Records from a segmentation dataset:

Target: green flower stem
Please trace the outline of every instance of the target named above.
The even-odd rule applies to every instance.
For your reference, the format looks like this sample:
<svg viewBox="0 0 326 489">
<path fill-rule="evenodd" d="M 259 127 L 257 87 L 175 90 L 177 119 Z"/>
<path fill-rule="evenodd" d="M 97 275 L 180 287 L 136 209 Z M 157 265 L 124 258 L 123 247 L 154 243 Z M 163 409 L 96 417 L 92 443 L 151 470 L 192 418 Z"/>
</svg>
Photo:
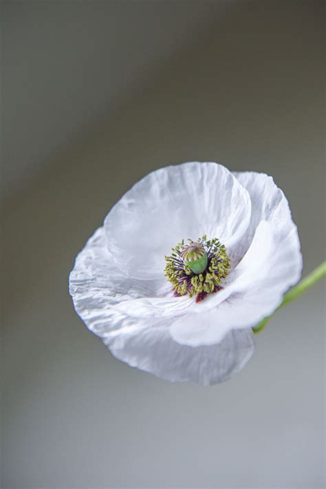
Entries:
<svg viewBox="0 0 326 489">
<path fill-rule="evenodd" d="M 299 282 L 297 285 L 293 287 L 293 289 L 291 289 L 289 292 L 287 292 L 287 293 L 284 295 L 282 303 L 280 306 L 279 306 L 277 309 L 276 309 L 273 314 L 268 318 L 265 318 L 261 322 L 260 322 L 257 326 L 255 326 L 254 328 L 252 328 L 253 332 L 254 333 L 257 333 L 261 331 L 276 311 L 281 309 L 281 307 L 284 307 L 284 306 L 286 306 L 287 304 L 289 304 L 289 302 L 291 302 L 291 301 L 294 299 L 301 295 L 303 293 L 303 292 L 305 292 L 305 291 L 311 287 L 312 285 L 314 285 L 314 284 L 320 280 L 320 278 L 323 278 L 325 275 L 326 275 L 326 261 L 323 262 L 321 264 L 317 267 L 317 268 L 312 271 L 311 273 L 307 275 L 307 277 L 305 277 L 305 278 Z"/>
</svg>

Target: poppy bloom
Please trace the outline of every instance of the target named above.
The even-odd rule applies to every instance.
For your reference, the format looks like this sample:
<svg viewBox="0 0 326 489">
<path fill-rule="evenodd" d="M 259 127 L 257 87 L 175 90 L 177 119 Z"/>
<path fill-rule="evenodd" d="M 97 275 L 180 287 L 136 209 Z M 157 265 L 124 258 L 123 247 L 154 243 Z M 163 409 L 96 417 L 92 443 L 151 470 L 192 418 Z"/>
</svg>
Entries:
<svg viewBox="0 0 326 489">
<path fill-rule="evenodd" d="M 77 256 L 69 291 L 115 357 L 208 385 L 243 367 L 252 328 L 301 269 L 296 227 L 270 176 L 189 163 L 122 197 Z"/>
</svg>

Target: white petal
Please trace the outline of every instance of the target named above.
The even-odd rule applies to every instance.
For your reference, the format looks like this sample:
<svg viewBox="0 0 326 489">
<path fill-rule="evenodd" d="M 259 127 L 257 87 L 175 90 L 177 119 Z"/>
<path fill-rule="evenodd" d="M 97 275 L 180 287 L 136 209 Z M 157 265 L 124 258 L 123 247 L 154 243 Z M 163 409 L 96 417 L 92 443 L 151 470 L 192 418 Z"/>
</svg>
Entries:
<svg viewBox="0 0 326 489">
<path fill-rule="evenodd" d="M 250 359 L 251 330 L 229 332 L 219 345 L 182 346 L 166 324 L 113 333 L 104 340 L 112 353 L 131 366 L 171 382 L 191 380 L 210 385 L 227 380 Z"/>
<path fill-rule="evenodd" d="M 165 255 L 183 238 L 206 234 L 232 247 L 250 219 L 249 195 L 226 168 L 190 163 L 145 176 L 113 207 L 105 228 L 118 267 L 153 279 L 162 275 Z"/>
<path fill-rule="evenodd" d="M 119 311 L 113 308 L 125 304 L 131 312 L 132 306 L 127 304 L 132 300 L 148 301 L 149 311 L 144 316 L 155 315 L 157 298 L 162 298 L 164 308 L 171 315 L 177 311 L 179 314 L 184 313 L 189 298 L 182 298 L 184 300 L 180 301 L 180 298 L 165 298 L 169 289 L 164 278 L 162 280 L 137 280 L 122 273 L 107 250 L 103 227 L 88 240 L 69 276 L 69 291 L 76 312 L 87 327 L 99 335 L 121 325 L 118 318 L 121 321 L 124 318 L 124 309 Z M 135 313 L 137 311 L 135 307 Z"/>
<path fill-rule="evenodd" d="M 164 316 L 157 313 L 156 308 L 160 307 L 157 299 L 150 296 L 162 293 L 162 282 L 124 275 L 106 247 L 103 228 L 96 231 L 77 257 L 69 276 L 69 291 L 78 314 L 113 355 L 162 378 L 203 384 L 223 382 L 239 371 L 252 354 L 251 331 L 230 333 L 217 346 L 193 348 L 175 343 L 169 333 L 171 319 L 162 320 Z M 162 299 L 166 317 L 175 313 L 174 304 L 182 302 L 180 298 L 170 298 L 168 304 L 168 299 Z M 143 317 L 137 309 L 133 311 L 128 307 L 138 300 L 150 303 L 149 312 L 143 311 Z M 127 313 L 129 309 L 133 315 Z"/>
<path fill-rule="evenodd" d="M 235 258 L 237 261 L 239 262 L 249 248 L 259 222 L 266 220 L 270 222 L 280 244 L 283 240 L 286 241 L 289 234 L 292 235 L 292 240 L 296 240 L 295 254 L 297 267 L 301 271 L 302 258 L 298 231 L 291 216 L 289 203 L 283 191 L 275 185 L 272 178 L 265 174 L 237 171 L 233 172 L 233 174 L 249 192 L 252 204 L 249 227 L 241 242 L 237 245 Z"/>
<path fill-rule="evenodd" d="M 232 281 L 178 318 L 171 329 L 173 339 L 192 346 L 215 344 L 228 331 L 251 328 L 272 314 L 300 275 L 296 234 L 292 230 L 281 244 L 278 238 L 270 223 L 262 221 Z"/>
</svg>

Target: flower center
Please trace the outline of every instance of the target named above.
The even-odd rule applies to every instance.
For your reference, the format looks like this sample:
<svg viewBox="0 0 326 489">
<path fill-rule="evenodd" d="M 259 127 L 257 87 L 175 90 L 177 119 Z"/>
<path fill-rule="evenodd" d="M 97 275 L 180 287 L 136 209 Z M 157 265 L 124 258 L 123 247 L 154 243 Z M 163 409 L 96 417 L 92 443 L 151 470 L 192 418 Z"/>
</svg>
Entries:
<svg viewBox="0 0 326 489">
<path fill-rule="evenodd" d="M 165 257 L 165 275 L 177 296 L 188 294 L 198 302 L 222 289 L 231 264 L 225 246 L 216 238 L 207 240 L 204 235 L 188 242 L 185 244 L 182 240 Z"/>
</svg>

> [DIRECTIVE]:
Render every line of the records above as a Markdown table with the columns "Row" and "Line," numbering the rows in order and skipping blank lines. Leave the pictures out of the table.

> [TASK ANSWER]:
| Row | Line |
|---|---|
| 1 | Target: green flower stem |
| 2 | Please trace the outline of every instance of the target named above. |
| 3 | The even-odd rule applies to every instance. |
| 4 | For your reference, the format looks like this sample: |
| 5 | <svg viewBox="0 0 326 489"> |
| 6 | <path fill-rule="evenodd" d="M 259 127 L 257 87 L 175 90 L 177 119 Z"/> |
| 7 | <path fill-rule="evenodd" d="M 97 275 L 180 287 L 136 209 Z M 157 265 L 124 258 L 123 247 L 154 243 Z M 163 409 L 96 417 L 92 443 L 151 470 L 192 418 Z"/> |
| 8 | </svg> |
| 9 | Photo: |
| 10 | Entries: |
| 11 | <svg viewBox="0 0 326 489"> |
| 12 | <path fill-rule="evenodd" d="M 299 282 L 297 285 L 293 287 L 293 289 L 291 289 L 289 292 L 287 292 L 287 293 L 284 295 L 282 303 L 280 306 L 279 306 L 277 309 L 276 309 L 273 314 L 268 318 L 265 318 L 261 322 L 260 322 L 257 326 L 255 326 L 254 328 L 252 328 L 253 332 L 254 333 L 257 333 L 261 331 L 276 311 L 281 309 L 281 307 L 284 307 L 284 306 L 286 306 L 287 304 L 289 304 L 289 302 L 291 302 L 291 301 L 294 299 L 301 295 L 303 293 L 303 292 L 305 292 L 305 291 L 311 287 L 312 285 L 314 285 L 314 284 L 320 280 L 320 278 L 323 278 L 325 275 L 326 275 L 326 261 L 323 262 L 321 264 L 317 267 L 317 268 L 312 271 L 311 273 L 307 275 L 307 277 L 305 277 L 305 278 Z"/> |
| 13 | </svg> |
| 14 | Target: poppy bloom |
| 15 | Please trace the outline of every instance of the target named above. |
| 16 | The even-odd rule applies to every instance. |
| 17 | For your reference, the format looks like this sample: |
| 18 | <svg viewBox="0 0 326 489"> |
| 19 | <path fill-rule="evenodd" d="M 259 127 L 257 87 L 175 90 L 177 119 Z"/> |
| 20 | <path fill-rule="evenodd" d="M 97 275 L 180 287 L 136 209 Z M 157 265 L 124 258 L 123 247 L 154 243 Z M 163 409 L 96 417 L 92 443 L 151 470 L 192 418 Z"/> |
| 21 | </svg> |
| 22 | Entries: |
| 23 | <svg viewBox="0 0 326 489"> |
| 24 | <path fill-rule="evenodd" d="M 77 256 L 69 291 L 115 357 L 208 385 L 243 367 L 252 328 L 301 269 L 296 227 L 270 176 L 189 163 L 122 197 Z"/> |
| 25 | </svg> |
| 26 | Target: white petal |
| 27 | Please trace the outline of every instance of the target named above. |
| 28 | The even-odd rule applies to every instance. |
| 29 | For your reference, the format looks like this sample: |
| 30 | <svg viewBox="0 0 326 489"> |
| 31 | <path fill-rule="evenodd" d="M 259 127 L 257 87 L 175 90 L 177 119 Z"/> |
| 32 | <path fill-rule="evenodd" d="M 97 275 L 180 287 L 136 209 Z M 157 265 L 124 258 L 123 247 L 154 243 Z M 163 409 L 96 417 L 92 443 L 151 470 L 192 418 Z"/> |
| 33 | </svg> |
| 34 | Entries: |
| 35 | <svg viewBox="0 0 326 489"> |
| 36 | <path fill-rule="evenodd" d="M 250 359 L 251 330 L 229 332 L 219 345 L 182 346 L 166 324 L 113 333 L 104 340 L 112 353 L 131 366 L 171 382 L 191 380 L 210 385 L 227 380 Z"/> |
| 37 | <path fill-rule="evenodd" d="M 165 255 L 183 238 L 206 234 L 232 247 L 250 219 L 249 195 L 226 168 L 190 163 L 145 176 L 113 207 L 105 228 L 118 267 L 153 279 L 162 275 Z"/> |
| 38 | <path fill-rule="evenodd" d="M 119 311 L 113 308 L 125 304 L 131 312 L 132 306 L 127 304 L 132 300 L 148 301 L 149 311 L 144 316 L 155 315 L 157 298 L 162 298 L 164 308 L 171 315 L 177 311 L 179 314 L 184 313 L 189 298 L 182 298 L 184 300 L 180 301 L 180 298 L 165 298 L 169 289 L 164 278 L 162 280 L 137 280 L 122 273 L 107 250 L 103 227 L 88 240 L 69 276 L 69 291 L 76 312 L 87 327 L 99 335 L 121 325 L 118 318 L 121 321 L 124 318 L 124 309 Z M 135 313 L 137 311 L 135 307 Z"/> |
| 39 | <path fill-rule="evenodd" d="M 164 316 L 157 313 L 156 308 L 160 307 L 157 299 L 150 296 L 162 293 L 162 282 L 124 275 L 106 247 L 103 228 L 96 231 L 77 257 L 69 276 L 69 291 L 78 314 L 113 355 L 162 378 L 203 384 L 223 382 L 239 371 L 252 354 L 251 331 L 230 333 L 217 346 L 193 348 L 175 343 L 169 333 L 171 319 L 162 320 Z M 162 299 L 166 317 L 175 313 L 174 304 L 182 302 L 180 298 L 170 298 L 168 304 L 168 299 Z M 143 317 L 137 309 L 133 311 L 128 307 L 138 300 L 150 303 L 149 312 L 143 311 Z M 127 313 L 129 309 L 133 315 Z"/> |
| 40 | <path fill-rule="evenodd" d="M 235 258 L 237 261 L 239 262 L 249 248 L 259 222 L 266 220 L 270 222 L 280 244 L 283 240 L 286 241 L 289 234 L 292 235 L 292 240 L 296 240 L 295 254 L 297 267 L 301 271 L 302 258 L 298 231 L 291 216 L 289 203 L 283 191 L 275 185 L 272 178 L 265 174 L 237 171 L 233 172 L 233 174 L 249 192 L 252 204 L 249 227 L 241 242 L 237 245 Z"/> |
| 41 | <path fill-rule="evenodd" d="M 232 281 L 178 318 L 171 329 L 173 339 L 192 346 L 215 344 L 228 331 L 251 328 L 272 314 L 300 275 L 296 234 L 292 230 L 281 244 L 278 238 L 270 223 L 262 221 Z"/> |
| 42 | </svg> |
| 43 | Target: flower center |
| 44 | Please trace the outline of every instance of the target named above. |
| 45 | The even-odd rule applies to every instance. |
| 46 | For your reference, the format looks like this sample: |
| 47 | <svg viewBox="0 0 326 489"> |
| 48 | <path fill-rule="evenodd" d="M 259 127 L 257 87 L 175 90 L 177 119 Z"/> |
| 49 | <path fill-rule="evenodd" d="M 97 275 L 180 287 L 136 209 Z M 157 265 L 124 258 L 123 247 L 154 243 Z M 163 409 L 96 417 L 92 443 L 151 470 L 192 418 Z"/> |
| 50 | </svg> |
| 51 | Entries: |
| 52 | <svg viewBox="0 0 326 489"> |
| 53 | <path fill-rule="evenodd" d="M 165 257 L 165 275 L 177 296 L 188 294 L 198 302 L 222 289 L 231 264 L 225 246 L 216 238 L 207 240 L 204 235 L 188 242 L 185 244 L 182 240 Z"/> |
| 54 | </svg> |